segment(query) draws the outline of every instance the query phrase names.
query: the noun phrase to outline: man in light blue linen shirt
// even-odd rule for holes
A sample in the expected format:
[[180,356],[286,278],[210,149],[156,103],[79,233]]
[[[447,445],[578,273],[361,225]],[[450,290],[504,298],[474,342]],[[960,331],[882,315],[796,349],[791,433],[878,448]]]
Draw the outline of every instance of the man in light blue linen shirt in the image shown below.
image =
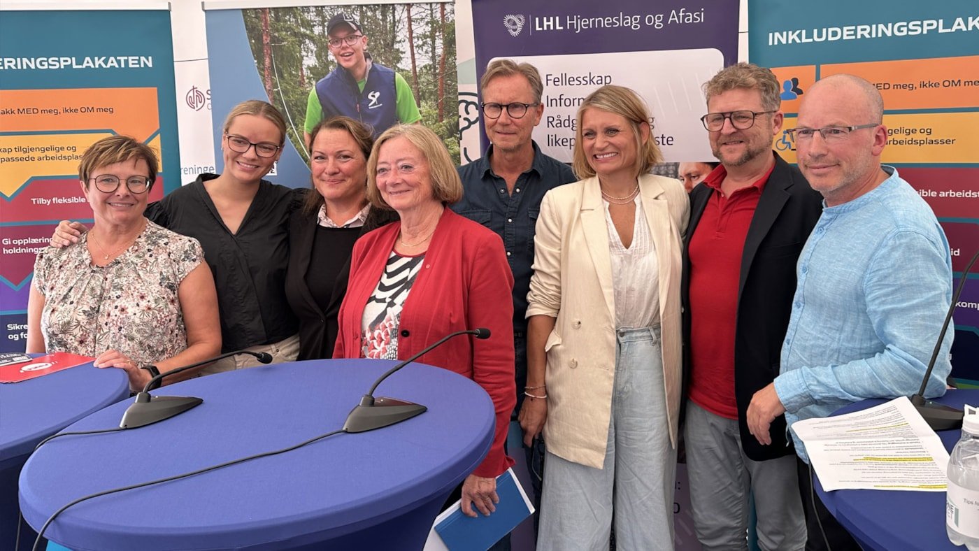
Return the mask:
[[[826,417],[864,398],[917,391],[952,301],[952,257],[935,214],[892,166],[883,100],[862,78],[837,74],[803,97],[794,139],[799,168],[824,209],[796,266],[780,375],[755,393],[748,427],[763,444],[769,425]],[[952,370],[948,331],[925,395],[940,396]],[[810,493],[809,457],[799,454],[800,486]],[[806,549],[859,549],[821,503],[803,499]]]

-*-

▸ JOB:
Print the records above line for line, unchanged, but leave out the pictures.

▸ RESPONSE BELOW:
segment(query) draws the outline of every instance the query phrase names.
query: the noun phrase to outline: man in light blue linen shirt
// even-odd rule for holes
A sample in the expected format:
[[180,356],[286,278],[210,149],[156,103],[79,233]]
[[[447,445],[578,273],[361,225]],[[450,290],[504,298],[474,342]],[[960,331],[882,315],[796,349],[791,433],[878,448]]]
Draw the outline of every instance of the man in light blue linen shirt in the image shown below.
image =
Return the mask:
[[[826,417],[864,398],[917,391],[952,301],[952,257],[935,214],[892,166],[883,100],[862,78],[837,74],[803,97],[794,139],[799,168],[824,209],[796,266],[780,375],[755,393],[748,427],[763,444],[769,425]],[[952,370],[948,331],[925,395],[940,396]],[[810,493],[809,457],[799,454],[800,486]],[[806,549],[859,549],[821,503],[803,499]]]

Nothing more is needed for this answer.